Selepas
sholat magrib berjamaah di mushola seperti biasa saya bertemu dengan rohmat,
salah satu kenalan yang saya kenal di warung sewaktu dia makan di warung kami.
Sudah sejak lama saya melihatnya terutama di mushola ketika sholat berjamaah
tapi baru beberapa minggu yang lalu kami berkenalan. Anak muda yang satu ini
saya perhatikan tekun beribadah, memang belum banyak kesehariannya yang saya
tau, tapi saya bisa belajar darinya hanya dari sebaris kata ketika
memperkenalkan adiknya, sebaris kalimat itu “Adik saya lulusan SMP”.
Saya
tidak bertanya ‘kenpa ga dilanjutin sekolahnya?’ tapi Seolah bisa menyelami
masa lalu dan kehidupan keluarganya dari sebaris kalimat itu, saya lebih
memilih untuk menyayat bathin saya sendiri tentang ‘label’ pendidikan dan kadar
rezeki seseorang. Adik rohmat ini sudah beberapa minggu selalu ikut dia ditiap
sholat berjamaah di mushola dan tinggal bersamanya dengan anak istrinya,
anaknya pendiam dan kalem. Saya merasa tau doa apa yang mereka naikkan ke Allah
ditiap selesai sholatnya – Pekerjaan dan secara umumnya tentunya perbaikan
rezeki.

⁂

• [Latihan a]:
Jawab pertanyaan berikut berdasarkan teks tentang pertemuan di mushola:
(i) Di mana penulis berkenalan dengan Rohmat?
(ii) Kalimat apa yang diucapkan Rohmat saat memperkenalkan adiknya?
(iii) Bagaimana sifat adik Rohmat menurut penulis?
Teks di atas tidak berhubungan dengan catatan yang menyusul.

• [Cuplikan data kotak pembatas]:

⁂

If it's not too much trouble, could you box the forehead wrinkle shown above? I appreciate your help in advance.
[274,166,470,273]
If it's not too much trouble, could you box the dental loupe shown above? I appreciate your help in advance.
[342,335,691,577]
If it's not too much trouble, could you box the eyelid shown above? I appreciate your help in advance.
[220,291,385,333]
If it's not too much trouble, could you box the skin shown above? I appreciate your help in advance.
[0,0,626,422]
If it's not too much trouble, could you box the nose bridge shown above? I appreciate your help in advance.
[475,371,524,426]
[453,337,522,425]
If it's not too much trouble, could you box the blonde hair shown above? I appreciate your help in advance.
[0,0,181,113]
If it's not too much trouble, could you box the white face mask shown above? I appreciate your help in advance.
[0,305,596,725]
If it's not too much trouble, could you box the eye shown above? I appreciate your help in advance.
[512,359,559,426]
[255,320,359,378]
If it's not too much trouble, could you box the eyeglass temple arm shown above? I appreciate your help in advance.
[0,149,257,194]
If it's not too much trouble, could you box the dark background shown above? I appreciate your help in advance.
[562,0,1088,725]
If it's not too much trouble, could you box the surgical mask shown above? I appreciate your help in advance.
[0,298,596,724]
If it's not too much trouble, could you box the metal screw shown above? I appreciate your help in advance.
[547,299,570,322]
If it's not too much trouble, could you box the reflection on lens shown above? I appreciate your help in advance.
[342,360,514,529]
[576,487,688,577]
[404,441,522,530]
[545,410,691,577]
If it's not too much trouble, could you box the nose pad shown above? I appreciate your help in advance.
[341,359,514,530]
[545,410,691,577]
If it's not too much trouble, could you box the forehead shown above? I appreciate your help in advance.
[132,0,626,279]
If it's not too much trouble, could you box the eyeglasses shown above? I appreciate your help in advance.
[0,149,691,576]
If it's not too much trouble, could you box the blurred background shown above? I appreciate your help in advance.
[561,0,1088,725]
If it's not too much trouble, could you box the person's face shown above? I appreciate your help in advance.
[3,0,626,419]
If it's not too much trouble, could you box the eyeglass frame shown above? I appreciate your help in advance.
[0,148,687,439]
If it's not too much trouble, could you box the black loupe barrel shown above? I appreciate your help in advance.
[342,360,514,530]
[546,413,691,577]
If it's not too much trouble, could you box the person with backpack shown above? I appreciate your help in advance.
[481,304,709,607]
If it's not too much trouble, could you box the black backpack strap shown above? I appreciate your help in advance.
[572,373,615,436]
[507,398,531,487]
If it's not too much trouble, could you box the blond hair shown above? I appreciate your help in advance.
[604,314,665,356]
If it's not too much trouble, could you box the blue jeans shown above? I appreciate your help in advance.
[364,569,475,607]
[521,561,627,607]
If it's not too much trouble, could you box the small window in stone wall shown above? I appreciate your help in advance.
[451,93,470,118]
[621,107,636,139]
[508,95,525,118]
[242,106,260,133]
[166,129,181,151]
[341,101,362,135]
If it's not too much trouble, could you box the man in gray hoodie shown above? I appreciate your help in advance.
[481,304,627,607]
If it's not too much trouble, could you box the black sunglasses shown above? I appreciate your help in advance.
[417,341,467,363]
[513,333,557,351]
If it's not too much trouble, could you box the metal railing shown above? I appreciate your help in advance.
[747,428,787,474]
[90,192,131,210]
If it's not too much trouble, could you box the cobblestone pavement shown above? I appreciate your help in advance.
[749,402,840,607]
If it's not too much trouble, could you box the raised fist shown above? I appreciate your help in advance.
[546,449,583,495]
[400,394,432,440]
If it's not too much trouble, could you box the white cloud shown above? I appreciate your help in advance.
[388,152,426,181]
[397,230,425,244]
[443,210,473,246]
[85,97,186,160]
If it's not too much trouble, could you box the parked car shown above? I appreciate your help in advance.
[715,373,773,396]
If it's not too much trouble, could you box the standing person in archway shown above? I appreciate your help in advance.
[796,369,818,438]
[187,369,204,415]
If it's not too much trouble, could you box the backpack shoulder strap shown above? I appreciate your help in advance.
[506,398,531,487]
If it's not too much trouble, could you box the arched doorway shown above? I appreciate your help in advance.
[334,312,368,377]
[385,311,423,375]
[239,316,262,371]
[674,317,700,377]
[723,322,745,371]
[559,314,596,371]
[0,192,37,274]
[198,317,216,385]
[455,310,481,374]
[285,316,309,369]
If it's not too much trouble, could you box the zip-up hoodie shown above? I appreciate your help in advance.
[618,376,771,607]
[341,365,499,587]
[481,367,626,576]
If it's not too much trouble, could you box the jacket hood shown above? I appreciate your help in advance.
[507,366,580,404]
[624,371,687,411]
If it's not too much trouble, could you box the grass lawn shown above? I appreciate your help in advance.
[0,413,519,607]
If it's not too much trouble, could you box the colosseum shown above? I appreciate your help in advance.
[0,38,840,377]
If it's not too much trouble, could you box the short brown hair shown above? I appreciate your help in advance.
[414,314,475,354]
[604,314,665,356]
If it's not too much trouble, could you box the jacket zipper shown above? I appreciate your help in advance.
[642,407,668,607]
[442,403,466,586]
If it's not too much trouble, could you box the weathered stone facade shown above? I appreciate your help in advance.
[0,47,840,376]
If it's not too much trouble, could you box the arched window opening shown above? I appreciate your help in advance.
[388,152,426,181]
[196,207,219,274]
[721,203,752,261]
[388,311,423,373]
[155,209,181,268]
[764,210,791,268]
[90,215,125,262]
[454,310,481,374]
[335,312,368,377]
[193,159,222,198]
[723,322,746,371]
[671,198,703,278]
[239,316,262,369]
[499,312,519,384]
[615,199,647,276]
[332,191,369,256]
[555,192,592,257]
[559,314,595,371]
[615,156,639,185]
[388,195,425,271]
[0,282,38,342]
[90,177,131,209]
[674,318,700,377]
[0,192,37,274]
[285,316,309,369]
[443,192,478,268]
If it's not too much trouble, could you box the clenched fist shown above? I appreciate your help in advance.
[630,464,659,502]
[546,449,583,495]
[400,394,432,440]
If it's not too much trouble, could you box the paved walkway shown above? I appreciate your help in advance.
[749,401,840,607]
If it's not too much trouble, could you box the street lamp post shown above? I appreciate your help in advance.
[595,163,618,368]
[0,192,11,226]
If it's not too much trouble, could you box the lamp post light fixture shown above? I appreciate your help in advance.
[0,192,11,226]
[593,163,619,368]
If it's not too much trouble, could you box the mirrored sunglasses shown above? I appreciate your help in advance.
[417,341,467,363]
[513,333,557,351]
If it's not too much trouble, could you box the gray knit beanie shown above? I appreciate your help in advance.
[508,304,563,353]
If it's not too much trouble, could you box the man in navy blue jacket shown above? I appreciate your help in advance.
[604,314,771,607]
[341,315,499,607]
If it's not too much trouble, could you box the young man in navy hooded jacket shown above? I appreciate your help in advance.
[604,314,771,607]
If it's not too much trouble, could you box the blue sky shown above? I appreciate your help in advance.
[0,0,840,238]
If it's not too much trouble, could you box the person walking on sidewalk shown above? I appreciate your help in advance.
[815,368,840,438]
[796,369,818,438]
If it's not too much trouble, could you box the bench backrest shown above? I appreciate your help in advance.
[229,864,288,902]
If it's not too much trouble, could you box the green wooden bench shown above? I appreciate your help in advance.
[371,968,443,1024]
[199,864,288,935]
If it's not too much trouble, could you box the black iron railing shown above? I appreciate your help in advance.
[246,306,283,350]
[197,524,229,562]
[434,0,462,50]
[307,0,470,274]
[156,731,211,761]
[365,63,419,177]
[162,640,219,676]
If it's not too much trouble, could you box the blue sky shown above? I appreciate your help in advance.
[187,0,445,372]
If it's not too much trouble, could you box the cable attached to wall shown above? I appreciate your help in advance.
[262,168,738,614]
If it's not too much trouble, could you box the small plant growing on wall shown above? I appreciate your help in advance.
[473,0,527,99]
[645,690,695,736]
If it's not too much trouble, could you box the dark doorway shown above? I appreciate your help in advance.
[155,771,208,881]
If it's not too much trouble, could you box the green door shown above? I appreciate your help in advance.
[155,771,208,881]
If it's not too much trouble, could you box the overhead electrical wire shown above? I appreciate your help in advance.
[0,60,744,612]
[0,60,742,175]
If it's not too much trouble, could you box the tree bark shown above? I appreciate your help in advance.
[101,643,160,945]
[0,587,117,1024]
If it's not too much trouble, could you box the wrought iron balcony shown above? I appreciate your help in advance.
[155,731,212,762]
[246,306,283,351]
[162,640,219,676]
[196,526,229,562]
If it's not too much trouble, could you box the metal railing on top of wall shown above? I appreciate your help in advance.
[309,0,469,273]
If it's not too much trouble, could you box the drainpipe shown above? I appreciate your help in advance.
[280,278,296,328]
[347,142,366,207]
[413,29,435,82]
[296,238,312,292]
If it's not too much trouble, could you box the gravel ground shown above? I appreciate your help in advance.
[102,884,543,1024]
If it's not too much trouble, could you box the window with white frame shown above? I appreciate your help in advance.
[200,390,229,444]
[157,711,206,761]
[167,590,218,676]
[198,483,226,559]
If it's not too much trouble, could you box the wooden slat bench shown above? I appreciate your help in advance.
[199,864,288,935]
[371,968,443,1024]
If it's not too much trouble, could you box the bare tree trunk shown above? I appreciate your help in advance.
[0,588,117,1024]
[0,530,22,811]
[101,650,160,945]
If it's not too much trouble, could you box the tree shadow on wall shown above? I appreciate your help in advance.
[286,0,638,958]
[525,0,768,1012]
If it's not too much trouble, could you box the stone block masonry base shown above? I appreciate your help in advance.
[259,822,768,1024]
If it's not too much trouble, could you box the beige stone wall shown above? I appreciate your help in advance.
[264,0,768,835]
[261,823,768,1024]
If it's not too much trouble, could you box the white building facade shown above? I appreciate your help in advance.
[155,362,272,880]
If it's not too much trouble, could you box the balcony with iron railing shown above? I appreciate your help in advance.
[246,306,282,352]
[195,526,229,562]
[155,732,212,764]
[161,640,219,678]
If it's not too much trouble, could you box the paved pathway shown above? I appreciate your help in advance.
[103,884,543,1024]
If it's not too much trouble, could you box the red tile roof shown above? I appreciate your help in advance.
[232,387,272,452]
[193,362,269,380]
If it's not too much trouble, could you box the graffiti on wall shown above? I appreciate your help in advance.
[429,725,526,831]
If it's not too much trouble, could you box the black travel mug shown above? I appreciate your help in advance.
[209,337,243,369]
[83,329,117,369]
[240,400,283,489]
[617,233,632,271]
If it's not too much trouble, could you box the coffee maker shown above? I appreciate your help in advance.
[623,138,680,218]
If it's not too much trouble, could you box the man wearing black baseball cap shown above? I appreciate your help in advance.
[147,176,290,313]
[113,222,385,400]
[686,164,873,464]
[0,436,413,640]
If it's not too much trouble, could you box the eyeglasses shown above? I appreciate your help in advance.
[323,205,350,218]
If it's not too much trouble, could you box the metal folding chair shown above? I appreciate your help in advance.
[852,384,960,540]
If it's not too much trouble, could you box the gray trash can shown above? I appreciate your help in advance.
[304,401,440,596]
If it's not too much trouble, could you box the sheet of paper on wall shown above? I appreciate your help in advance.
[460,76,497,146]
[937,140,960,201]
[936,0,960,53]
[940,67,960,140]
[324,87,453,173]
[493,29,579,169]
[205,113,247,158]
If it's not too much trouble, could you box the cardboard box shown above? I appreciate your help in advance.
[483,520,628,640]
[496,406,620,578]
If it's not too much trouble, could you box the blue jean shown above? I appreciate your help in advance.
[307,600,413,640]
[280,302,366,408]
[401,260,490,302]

⁂

• [Latihan b]: Ganti "If it's not too much trouble" dengan "If possible" pada catatan mulai dari awal hingga baris yang memuat "[342,335,691,577]", termasuk baris itu. Tulis ulang hanya bagian tersebut tanpa mengubah hal lain.

• [Jawaban a]:
(i) Di warung penulis, sewaktu Rohmat makan di sana.
(ii) "Adik saya lulusan SMP".
(iii) Pendiam dan kalem.

• [Jawaban b]:
If possible, could you box the forehead wrinkle shown above? I appreciate your help in advance.
[274,166,470,273]
If possible, could you box the dental loupe shown above? I appreciate your help in advance.
[342,335,691,577]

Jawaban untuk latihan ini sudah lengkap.